Your objective => The lines to copy are those holding the string "instance" in the entries below.
*** Opening Material provided ***
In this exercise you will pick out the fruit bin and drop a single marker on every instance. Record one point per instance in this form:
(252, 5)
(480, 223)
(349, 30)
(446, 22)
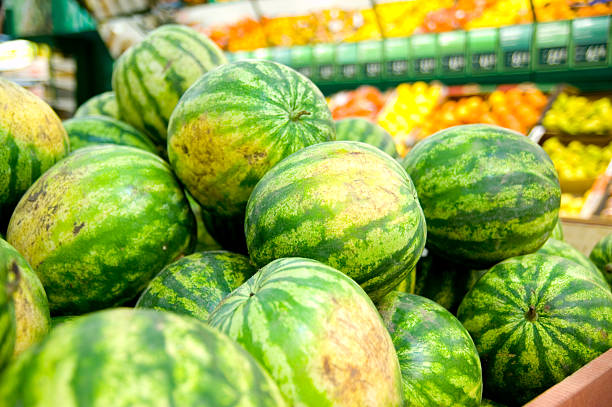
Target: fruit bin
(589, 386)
*** Closing Material provided ***
*** Opening Material provided ***
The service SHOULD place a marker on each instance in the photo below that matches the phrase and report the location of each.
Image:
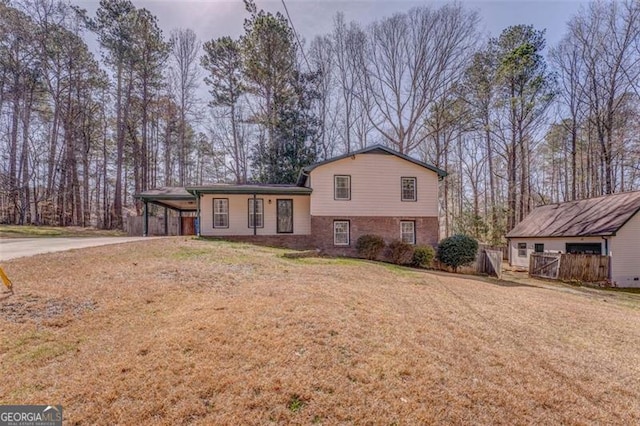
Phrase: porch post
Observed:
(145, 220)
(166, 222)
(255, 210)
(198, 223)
*** Closing Material provided ***
Response =>
In this exercise you will pick out the fruit bin and drop a single marker on every instance. Record one point per instance in this form:
The service SHOULD place a marker on each instance in the photo below that matches the phrase and report the location of each.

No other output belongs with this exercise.